SHORT TASK —
Put the entries below into a Markdown table with blank lines left out, using a column named Row for the row number and a column named Line for the line itself.

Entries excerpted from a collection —
--- begin ---

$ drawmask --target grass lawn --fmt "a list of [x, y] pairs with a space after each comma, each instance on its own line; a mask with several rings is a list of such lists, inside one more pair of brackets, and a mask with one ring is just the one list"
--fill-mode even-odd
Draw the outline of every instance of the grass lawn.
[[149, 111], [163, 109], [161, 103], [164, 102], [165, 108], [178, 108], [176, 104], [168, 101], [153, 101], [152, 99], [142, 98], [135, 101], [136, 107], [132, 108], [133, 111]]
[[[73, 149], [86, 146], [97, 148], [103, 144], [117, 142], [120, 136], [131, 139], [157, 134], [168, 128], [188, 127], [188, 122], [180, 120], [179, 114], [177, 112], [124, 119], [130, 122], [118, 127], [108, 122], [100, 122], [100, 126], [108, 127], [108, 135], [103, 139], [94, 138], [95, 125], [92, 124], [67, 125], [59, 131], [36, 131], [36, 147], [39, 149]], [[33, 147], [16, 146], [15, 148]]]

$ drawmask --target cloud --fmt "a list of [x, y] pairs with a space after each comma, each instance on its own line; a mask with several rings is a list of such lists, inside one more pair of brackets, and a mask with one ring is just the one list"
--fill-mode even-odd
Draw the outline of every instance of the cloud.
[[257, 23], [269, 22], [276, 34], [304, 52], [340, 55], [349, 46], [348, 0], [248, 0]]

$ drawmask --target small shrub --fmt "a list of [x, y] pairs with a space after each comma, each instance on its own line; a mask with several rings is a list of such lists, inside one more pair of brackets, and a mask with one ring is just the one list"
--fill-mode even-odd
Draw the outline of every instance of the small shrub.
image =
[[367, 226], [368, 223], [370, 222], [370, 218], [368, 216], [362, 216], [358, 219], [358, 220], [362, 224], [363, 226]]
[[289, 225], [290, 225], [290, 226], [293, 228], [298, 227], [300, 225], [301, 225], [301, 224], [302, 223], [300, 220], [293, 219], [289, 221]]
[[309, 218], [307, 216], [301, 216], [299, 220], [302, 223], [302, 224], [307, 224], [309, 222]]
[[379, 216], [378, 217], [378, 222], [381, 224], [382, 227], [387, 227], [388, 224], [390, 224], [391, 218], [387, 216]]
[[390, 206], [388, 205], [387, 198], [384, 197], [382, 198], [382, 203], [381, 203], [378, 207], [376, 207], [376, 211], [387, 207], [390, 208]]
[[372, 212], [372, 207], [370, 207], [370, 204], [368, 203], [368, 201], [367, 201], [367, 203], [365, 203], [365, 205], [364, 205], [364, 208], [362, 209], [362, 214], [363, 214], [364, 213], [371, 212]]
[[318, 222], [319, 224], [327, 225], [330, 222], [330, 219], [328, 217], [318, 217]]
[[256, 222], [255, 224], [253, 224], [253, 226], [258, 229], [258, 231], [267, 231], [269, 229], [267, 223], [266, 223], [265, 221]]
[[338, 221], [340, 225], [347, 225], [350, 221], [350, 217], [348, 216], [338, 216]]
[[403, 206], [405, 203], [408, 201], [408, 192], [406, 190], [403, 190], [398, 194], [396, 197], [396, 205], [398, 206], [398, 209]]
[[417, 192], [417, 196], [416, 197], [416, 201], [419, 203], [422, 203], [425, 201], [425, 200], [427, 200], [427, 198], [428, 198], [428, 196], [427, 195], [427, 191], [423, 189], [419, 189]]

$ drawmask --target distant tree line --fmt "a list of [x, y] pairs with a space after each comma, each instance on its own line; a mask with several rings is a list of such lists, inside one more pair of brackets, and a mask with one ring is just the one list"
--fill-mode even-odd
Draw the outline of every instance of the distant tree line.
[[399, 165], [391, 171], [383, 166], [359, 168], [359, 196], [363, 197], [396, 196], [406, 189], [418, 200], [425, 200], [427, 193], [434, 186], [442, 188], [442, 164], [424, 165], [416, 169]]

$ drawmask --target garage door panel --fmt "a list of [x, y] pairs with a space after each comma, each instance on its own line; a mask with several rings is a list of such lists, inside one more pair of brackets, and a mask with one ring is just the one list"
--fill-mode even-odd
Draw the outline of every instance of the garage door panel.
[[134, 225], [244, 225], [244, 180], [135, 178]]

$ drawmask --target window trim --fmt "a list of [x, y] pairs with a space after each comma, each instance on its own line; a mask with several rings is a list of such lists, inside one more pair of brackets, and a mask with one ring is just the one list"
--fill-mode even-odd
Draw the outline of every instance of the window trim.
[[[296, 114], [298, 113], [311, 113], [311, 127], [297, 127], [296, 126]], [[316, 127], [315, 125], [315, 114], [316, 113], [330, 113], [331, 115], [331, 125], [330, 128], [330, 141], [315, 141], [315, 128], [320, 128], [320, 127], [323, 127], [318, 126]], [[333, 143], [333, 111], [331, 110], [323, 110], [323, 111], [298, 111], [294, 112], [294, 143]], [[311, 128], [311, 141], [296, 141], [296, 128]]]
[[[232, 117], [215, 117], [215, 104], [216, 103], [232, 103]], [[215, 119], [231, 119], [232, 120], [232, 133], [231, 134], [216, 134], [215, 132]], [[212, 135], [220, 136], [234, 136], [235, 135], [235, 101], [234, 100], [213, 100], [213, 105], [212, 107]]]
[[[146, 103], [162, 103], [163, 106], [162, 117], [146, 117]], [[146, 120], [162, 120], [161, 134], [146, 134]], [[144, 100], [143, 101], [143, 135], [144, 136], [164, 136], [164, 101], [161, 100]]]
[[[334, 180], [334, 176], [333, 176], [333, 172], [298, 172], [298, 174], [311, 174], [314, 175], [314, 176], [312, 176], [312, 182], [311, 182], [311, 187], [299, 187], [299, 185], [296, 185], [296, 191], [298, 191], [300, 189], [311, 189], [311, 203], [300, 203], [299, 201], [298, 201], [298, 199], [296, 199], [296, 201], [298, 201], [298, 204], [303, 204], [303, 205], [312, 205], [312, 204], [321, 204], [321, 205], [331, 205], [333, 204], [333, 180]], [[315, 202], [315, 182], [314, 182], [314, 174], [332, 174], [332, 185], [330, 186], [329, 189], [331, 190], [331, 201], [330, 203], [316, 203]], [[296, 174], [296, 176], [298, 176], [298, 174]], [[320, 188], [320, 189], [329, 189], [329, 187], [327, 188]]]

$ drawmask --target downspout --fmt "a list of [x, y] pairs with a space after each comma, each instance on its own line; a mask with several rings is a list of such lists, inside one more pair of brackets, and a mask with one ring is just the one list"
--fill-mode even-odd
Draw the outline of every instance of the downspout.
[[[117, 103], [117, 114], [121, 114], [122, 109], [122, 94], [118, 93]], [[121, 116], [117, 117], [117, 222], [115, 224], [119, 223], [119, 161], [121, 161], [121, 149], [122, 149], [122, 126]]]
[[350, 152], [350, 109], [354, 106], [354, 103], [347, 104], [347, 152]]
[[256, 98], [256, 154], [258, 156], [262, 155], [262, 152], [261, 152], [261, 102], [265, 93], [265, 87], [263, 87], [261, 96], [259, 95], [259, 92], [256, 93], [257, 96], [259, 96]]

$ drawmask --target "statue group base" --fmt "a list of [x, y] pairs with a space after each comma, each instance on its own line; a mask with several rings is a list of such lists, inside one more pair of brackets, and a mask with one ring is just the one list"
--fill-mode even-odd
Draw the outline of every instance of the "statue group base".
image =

--- end ---

EXERCISE ANSWER —
| Row | Line |
|---|---|
| 1 | $ drawmask --target grass lawn --fmt "a list of [x, y] pairs with a space after each comma, each instance on its own line; a mask with several rings is a list of such lists, inside one more pair of brackets, and a mask with one ring is just the one list" |
| 2 | --fill-mode even-odd |
| 3 | Draw the outline of every instance of the grass lawn. |
| 4 | [[149, 111], [163, 109], [161, 103], [164, 102], [165, 108], [178, 108], [176, 104], [168, 101], [153, 101], [152, 99], [142, 98], [135, 101], [136, 107], [132, 108], [133, 111]] |
| 5 | [[[73, 149], [86, 146], [97, 148], [103, 144], [117, 142], [120, 136], [131, 139], [157, 134], [168, 128], [188, 127], [188, 122], [180, 120], [179, 114], [177, 112], [124, 119], [130, 122], [118, 127], [108, 122], [100, 122], [100, 126], [108, 127], [108, 135], [103, 139], [94, 138], [95, 125], [92, 124], [67, 125], [59, 131], [36, 131], [36, 147], [39, 149]], [[33, 147], [16, 146], [15, 148]]] |
| 6 | $ drawmask --target cloud --fmt "a list of [x, y] pairs with a space after each comma, each instance on its own line; a mask with several rings is a list of such lists, inside one more pair of brackets, and a mask with one ring is just the one list" |
| 7 | --fill-mode even-odd |
| 8 | Draw the outline of every instance of the cloud. |
| 9 | [[257, 23], [269, 22], [276, 34], [304, 52], [340, 55], [349, 46], [348, 0], [248, 0]] |
| 10 | $ drawmask --target small shrub --fmt "a list of [x, y] pairs with a space after each comma, each instance on its own line; a mask with several rings is a list of such lists, inside one more pair of brackets, and a mask with one ring is just the one list" |
| 11 | --fill-mode even-odd |
| 12 | Draw the outline of every instance of the small shrub. |
| 13 | image = |
| 14 | [[367, 226], [368, 223], [370, 222], [370, 218], [368, 216], [362, 216], [358, 219], [358, 220], [362, 224], [363, 226]] |
| 15 | [[289, 225], [290, 225], [290, 226], [293, 228], [298, 227], [300, 225], [301, 225], [301, 224], [302, 223], [300, 220], [293, 219], [289, 221]] |
| 16 | [[309, 218], [307, 216], [301, 216], [299, 220], [302, 223], [302, 224], [307, 224], [309, 222]] |
| 17 | [[379, 216], [378, 217], [378, 222], [381, 224], [382, 227], [387, 227], [388, 224], [390, 224], [391, 218], [387, 216]] |
| 18 | [[390, 206], [388, 205], [387, 198], [384, 197], [382, 198], [382, 203], [381, 203], [378, 207], [376, 207], [376, 211], [387, 207], [390, 208]] |
| 19 | [[372, 212], [372, 207], [370, 207], [370, 204], [368, 203], [368, 201], [367, 201], [367, 203], [365, 203], [365, 205], [364, 205], [364, 208], [362, 209], [362, 214], [363, 214], [364, 213], [371, 212]] |
| 20 | [[318, 222], [319, 224], [327, 225], [330, 222], [330, 219], [328, 217], [318, 217]] |
| 21 | [[256, 222], [255, 224], [253, 224], [253, 226], [258, 229], [258, 231], [267, 231], [269, 229], [267, 223], [266, 223], [265, 221]] |
| 22 | [[338, 221], [340, 225], [347, 225], [350, 221], [350, 217], [348, 216], [338, 216]] |
| 23 | [[403, 206], [405, 203], [408, 201], [408, 192], [406, 190], [403, 190], [398, 194], [396, 197], [396, 205], [398, 206], [398, 209]] |
| 24 | [[417, 192], [417, 196], [416, 197], [416, 201], [419, 203], [422, 203], [425, 201], [425, 200], [427, 200], [427, 198], [428, 198], [428, 196], [427, 195], [427, 191], [423, 189], [419, 189]] |
| 25 | $ drawmask --target distant tree line --fmt "a list of [x, y] pairs with a space after each comma, each instance on its own line; a mask with several rings is a list of such lists, inside one more pair of brackets, and a mask with one ring is just the one list" |
| 26 | --fill-mode even-odd |
| 27 | Draw the outline of every instance of the distant tree line. |
| 28 | [[399, 165], [391, 171], [383, 166], [359, 168], [359, 196], [363, 197], [396, 196], [406, 189], [418, 200], [425, 200], [427, 193], [434, 186], [442, 188], [442, 164], [424, 165], [416, 169]] |
| 29 | $ drawmask --target garage door panel --fmt "a list of [x, y] pairs with a space after each comma, each instance on its own line; a mask with several rings is a list of such lists, inside one more pair of brackets, and a mask with one ring is just the one list" |
| 30 | --fill-mode even-odd |
| 31 | Draw the outline of every instance of the garage door panel. |
| 32 | [[134, 225], [244, 225], [244, 180], [135, 178]] |
| 33 | $ drawmask --target window trim --fmt "a list of [x, y] pairs with a space after each comma, each instance on its own line; a mask with several rings is a list of such lists, inside one more pair of brackets, and a mask with one ring is just the one list" |
| 34 | --fill-mode even-odd |
| 35 | Draw the outline of every instance of the window trim. |
| 36 | [[[296, 114], [298, 113], [311, 113], [311, 127], [297, 127], [296, 126]], [[316, 127], [315, 125], [315, 114], [316, 113], [330, 113], [331, 115], [331, 125], [330, 128], [330, 141], [315, 141], [315, 128], [320, 128], [320, 127], [323, 127], [318, 126]], [[333, 143], [333, 111], [331, 110], [323, 110], [323, 111], [298, 111], [294, 112], [294, 143]], [[311, 128], [311, 141], [296, 141], [296, 128]]] |
| 37 | [[[232, 117], [215, 117], [215, 104], [216, 103], [232, 103]], [[215, 119], [231, 119], [232, 120], [232, 133], [231, 134], [216, 134], [215, 132]], [[212, 135], [220, 136], [234, 136], [235, 135], [235, 101], [234, 100], [213, 100], [213, 105], [212, 107]]] |
| 38 | [[[146, 103], [162, 103], [163, 106], [162, 117], [146, 117]], [[146, 120], [162, 120], [161, 134], [146, 134]], [[144, 100], [143, 101], [143, 135], [144, 136], [164, 136], [164, 101], [161, 100]]] |
| 39 | [[[334, 180], [334, 176], [333, 176], [333, 172], [298, 172], [298, 174], [311, 174], [314, 175], [314, 176], [312, 176], [312, 182], [311, 182], [311, 187], [299, 187], [299, 185], [296, 185], [296, 191], [298, 191], [300, 189], [311, 189], [311, 203], [300, 203], [299, 201], [298, 201], [298, 199], [296, 199], [296, 201], [298, 201], [298, 204], [303, 204], [303, 205], [312, 205], [312, 204], [321, 204], [321, 205], [331, 205], [333, 204], [333, 180]], [[315, 202], [315, 182], [314, 182], [314, 174], [332, 174], [332, 185], [330, 186], [329, 189], [331, 190], [331, 201], [330, 203], [316, 203]], [[296, 174], [296, 176], [298, 176], [298, 174]], [[320, 188], [320, 189], [329, 189], [329, 187], [327, 188]]] |
| 40 | $ drawmask --target downspout --fmt "a list of [x, y] pairs with a space after each comma, each instance on its own line; a mask with several rings is a list of such lists, inside one more pair of brackets, and a mask with one ring is just the one list" |
| 41 | --fill-mode even-odd |
| 42 | Draw the outline of every instance of the downspout. |
| 43 | [[[117, 103], [117, 114], [121, 114], [122, 109], [122, 94], [118, 93]], [[121, 116], [117, 117], [117, 222], [115, 224], [119, 223], [119, 161], [121, 161], [121, 149], [122, 149], [122, 126]]] |
| 44 | [[350, 152], [350, 109], [354, 106], [354, 103], [347, 104], [347, 152]] |
| 45 | [[256, 98], [256, 154], [258, 156], [262, 155], [262, 152], [261, 152], [261, 102], [265, 93], [265, 87], [263, 87], [261, 96], [259, 95], [259, 92], [256, 93], [257, 96], [259, 96]] |
| 46 | $ drawmask --target "statue group base" --fmt "a list of [x, y] pairs with a space after each comma, each instance on its own line; a mask with several rings is a list of such lists, inside one more pair of brackets, and a mask with one ring is just the one list" |
| 47 | --fill-mode even-odd |
| 48 | Draw the outline of every instance of the "statue group base". |
| 49 | image = |